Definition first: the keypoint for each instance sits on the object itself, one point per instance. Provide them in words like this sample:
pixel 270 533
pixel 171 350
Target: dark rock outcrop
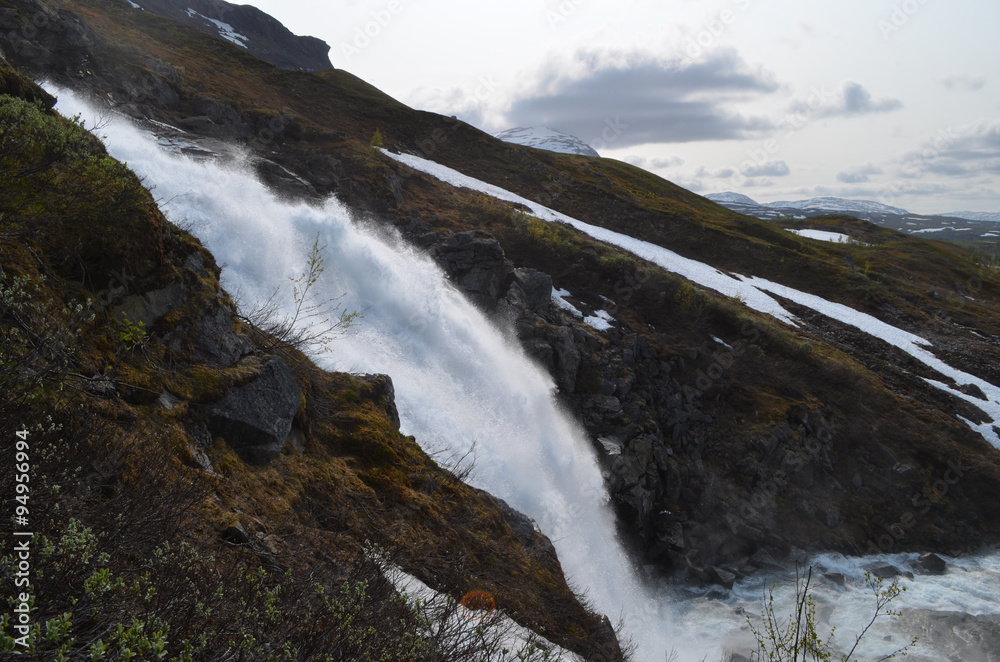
pixel 263 35
pixel 215 341
pixel 256 418
pixel 931 564
pixel 476 263
pixel 383 394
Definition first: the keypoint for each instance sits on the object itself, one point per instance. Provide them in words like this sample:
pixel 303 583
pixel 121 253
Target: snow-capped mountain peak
pixel 838 205
pixel 731 198
pixel 549 139
pixel 982 216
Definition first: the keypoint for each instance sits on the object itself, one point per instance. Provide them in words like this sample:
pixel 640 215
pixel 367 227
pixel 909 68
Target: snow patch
pixel 558 298
pixel 226 31
pixel 823 235
pixel 547 139
pixel 697 272
pixel 753 291
pixel 600 320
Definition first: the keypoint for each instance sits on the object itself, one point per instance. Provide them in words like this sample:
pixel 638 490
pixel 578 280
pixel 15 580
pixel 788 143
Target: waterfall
pixel 459 382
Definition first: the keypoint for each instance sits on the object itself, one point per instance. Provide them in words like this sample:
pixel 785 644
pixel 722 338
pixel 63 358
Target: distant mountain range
pixel 545 138
pixel 956 225
pixel 247 27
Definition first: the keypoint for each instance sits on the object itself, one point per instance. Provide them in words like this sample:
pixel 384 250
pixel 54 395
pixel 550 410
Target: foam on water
pixel 459 381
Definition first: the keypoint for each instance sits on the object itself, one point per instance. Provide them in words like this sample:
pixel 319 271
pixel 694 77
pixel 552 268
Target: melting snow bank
pixel 822 235
pixel 460 383
pixel 753 291
pixel 693 270
pixel 600 320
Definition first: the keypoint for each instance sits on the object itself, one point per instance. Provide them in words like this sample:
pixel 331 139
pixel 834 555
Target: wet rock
pixel 475 261
pixel 215 341
pixel 531 290
pixel 383 394
pixel 721 577
pixel 931 564
pixel 525 528
pixel 762 560
pixel 149 307
pixel 236 535
pixel 255 419
pixel 612 446
pixel 838 578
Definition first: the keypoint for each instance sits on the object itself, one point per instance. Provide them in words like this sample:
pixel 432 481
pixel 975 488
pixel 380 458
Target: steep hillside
pixel 730 441
pixel 198 488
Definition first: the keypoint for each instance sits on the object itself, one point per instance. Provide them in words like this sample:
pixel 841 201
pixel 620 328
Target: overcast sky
pixel 889 100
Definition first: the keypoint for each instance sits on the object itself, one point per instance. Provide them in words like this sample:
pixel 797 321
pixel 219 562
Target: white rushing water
pixel 459 381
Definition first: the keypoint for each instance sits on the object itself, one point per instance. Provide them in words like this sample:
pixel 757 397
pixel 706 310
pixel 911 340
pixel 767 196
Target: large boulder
pixel 476 263
pixel 256 418
pixel 215 341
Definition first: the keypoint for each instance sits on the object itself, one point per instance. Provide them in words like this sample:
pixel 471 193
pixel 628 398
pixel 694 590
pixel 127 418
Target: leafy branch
pixel 315 323
pixel 798 640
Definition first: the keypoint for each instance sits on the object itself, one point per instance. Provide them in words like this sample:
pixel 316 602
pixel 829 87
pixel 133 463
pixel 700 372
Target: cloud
pixel 858 174
pixel 964 82
pixel 969 152
pixel 768 169
pixel 625 99
pixel 852 100
pixel 654 163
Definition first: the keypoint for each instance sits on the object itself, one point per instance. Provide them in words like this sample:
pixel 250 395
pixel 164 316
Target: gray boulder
pixel 256 418
pixel 476 263
pixel 216 343
pixel 931 564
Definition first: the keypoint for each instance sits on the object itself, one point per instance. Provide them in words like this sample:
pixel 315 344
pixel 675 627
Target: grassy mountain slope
pixel 887 436
pixel 155 536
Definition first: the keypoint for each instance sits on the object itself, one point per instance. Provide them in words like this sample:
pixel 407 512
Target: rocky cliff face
pixel 248 28
pixel 729 444
pixel 698 498
pixel 182 438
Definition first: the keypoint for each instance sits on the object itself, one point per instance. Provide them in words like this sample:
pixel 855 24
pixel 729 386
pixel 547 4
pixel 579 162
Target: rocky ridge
pixel 708 487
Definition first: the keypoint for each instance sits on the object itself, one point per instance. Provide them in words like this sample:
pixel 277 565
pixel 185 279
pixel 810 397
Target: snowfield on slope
pixel 753 291
pixel 822 235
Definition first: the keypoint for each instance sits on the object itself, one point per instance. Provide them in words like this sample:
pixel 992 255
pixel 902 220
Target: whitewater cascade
pixel 460 382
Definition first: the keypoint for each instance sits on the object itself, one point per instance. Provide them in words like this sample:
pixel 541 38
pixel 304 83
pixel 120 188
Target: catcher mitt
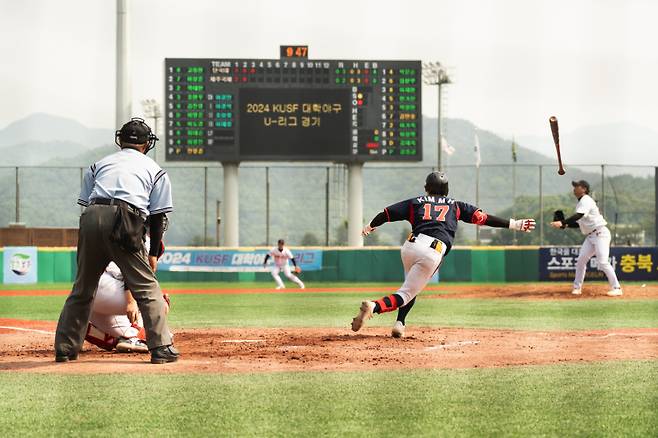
pixel 558 215
pixel 167 301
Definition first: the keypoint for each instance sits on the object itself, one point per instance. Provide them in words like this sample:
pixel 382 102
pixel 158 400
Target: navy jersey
pixel 435 216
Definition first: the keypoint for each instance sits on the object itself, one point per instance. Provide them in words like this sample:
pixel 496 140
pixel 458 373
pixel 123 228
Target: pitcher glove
pixel 525 225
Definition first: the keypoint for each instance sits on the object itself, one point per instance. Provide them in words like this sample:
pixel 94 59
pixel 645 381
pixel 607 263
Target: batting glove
pixel 525 225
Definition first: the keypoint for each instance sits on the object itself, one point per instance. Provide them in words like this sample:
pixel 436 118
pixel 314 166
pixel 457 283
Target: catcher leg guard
pixel 365 313
pixel 388 304
pixel 99 338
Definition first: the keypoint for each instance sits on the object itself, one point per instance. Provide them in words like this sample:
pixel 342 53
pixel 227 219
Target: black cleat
pixel 164 354
pixel 64 357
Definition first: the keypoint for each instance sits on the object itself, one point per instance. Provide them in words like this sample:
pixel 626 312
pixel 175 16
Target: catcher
pixel 281 255
pixel 115 322
pixel 597 240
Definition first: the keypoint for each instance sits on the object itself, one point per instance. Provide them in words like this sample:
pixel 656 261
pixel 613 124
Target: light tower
pixel 435 74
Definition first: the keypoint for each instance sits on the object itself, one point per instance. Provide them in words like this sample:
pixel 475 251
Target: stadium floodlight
pixel 434 73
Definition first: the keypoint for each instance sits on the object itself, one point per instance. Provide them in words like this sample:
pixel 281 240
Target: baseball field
pixel 477 360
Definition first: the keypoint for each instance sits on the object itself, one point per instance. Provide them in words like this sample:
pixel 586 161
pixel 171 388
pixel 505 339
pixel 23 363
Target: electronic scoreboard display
pixel 292 109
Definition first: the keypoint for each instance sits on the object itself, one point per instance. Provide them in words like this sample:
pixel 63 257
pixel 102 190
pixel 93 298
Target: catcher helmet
pixel 136 131
pixel 436 183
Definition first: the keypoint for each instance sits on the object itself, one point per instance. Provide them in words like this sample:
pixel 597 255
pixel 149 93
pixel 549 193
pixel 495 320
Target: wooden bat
pixel 556 139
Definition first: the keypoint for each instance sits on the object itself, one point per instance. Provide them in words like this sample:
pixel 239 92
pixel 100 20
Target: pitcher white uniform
pixel 281 257
pixel 597 243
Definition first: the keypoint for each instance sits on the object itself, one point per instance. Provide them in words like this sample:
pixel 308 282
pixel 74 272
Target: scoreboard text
pixel 247 110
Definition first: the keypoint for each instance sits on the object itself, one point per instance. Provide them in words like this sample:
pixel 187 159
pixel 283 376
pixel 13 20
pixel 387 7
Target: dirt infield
pixel 27 347
pixel 531 291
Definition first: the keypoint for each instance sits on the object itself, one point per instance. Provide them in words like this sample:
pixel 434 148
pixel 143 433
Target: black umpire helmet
pixel 136 131
pixel 436 183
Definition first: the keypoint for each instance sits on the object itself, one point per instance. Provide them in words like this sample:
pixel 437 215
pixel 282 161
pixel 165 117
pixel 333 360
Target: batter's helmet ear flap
pixel 436 183
pixel 136 132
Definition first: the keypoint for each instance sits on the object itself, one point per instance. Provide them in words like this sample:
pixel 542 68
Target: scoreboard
pixel 292 109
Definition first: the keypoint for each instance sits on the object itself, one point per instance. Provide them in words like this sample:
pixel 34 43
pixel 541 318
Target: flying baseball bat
pixel 556 139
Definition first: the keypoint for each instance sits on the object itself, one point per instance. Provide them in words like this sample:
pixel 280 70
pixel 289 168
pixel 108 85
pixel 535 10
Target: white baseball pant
pixel 108 311
pixel 420 262
pixel 596 243
pixel 286 271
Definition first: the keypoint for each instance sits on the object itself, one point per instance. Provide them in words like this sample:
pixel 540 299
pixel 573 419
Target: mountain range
pixel 297 192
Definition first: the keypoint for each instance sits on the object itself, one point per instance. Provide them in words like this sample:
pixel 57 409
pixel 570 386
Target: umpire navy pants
pixel 95 251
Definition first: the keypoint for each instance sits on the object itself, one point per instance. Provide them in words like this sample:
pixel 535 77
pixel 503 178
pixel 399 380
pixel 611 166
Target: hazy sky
pixel 513 62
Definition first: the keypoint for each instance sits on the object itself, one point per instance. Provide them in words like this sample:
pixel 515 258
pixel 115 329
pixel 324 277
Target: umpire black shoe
pixel 164 354
pixel 65 357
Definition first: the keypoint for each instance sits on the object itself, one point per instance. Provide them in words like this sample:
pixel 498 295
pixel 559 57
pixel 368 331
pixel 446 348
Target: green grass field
pixel 615 398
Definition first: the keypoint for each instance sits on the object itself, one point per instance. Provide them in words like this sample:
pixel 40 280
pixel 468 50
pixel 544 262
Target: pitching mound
pixel 539 291
pixel 27 346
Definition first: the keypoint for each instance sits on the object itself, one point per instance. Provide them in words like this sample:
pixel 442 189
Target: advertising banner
pixel 20 264
pixel 190 260
pixel 558 263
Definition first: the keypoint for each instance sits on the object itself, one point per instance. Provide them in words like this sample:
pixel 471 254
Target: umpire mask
pixel 137 132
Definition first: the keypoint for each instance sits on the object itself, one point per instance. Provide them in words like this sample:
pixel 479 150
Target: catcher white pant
pixel 108 311
pixel 420 262
pixel 286 271
pixel 596 243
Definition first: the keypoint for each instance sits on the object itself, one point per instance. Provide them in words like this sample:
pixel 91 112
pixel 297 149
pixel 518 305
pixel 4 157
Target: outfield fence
pixel 307 204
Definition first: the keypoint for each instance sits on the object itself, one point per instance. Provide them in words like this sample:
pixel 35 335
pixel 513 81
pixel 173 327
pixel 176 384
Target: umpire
pixel 120 192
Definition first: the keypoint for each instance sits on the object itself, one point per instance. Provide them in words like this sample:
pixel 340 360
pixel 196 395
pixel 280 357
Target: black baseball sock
pixel 403 311
pixel 388 304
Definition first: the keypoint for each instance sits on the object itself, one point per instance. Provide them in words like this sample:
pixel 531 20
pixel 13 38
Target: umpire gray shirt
pixel 131 176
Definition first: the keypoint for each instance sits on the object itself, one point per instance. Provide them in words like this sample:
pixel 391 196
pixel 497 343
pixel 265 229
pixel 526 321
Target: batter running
pixel 433 219
pixel 597 243
pixel 281 255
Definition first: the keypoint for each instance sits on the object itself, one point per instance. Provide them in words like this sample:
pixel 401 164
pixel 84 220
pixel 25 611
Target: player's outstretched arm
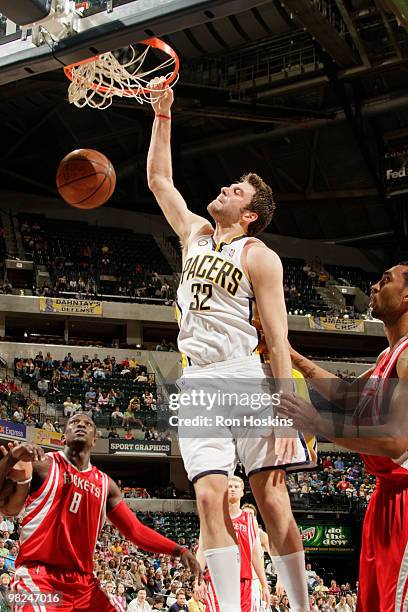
pixel 144 537
pixel 160 173
pixel 16 469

§ §

Written problem = Show each line of the material that contains the string "helmet". Case counts.

Solved exercise =
Target: catcher helmet
Target: black umpire helmet
Target: batter's helmet ear flap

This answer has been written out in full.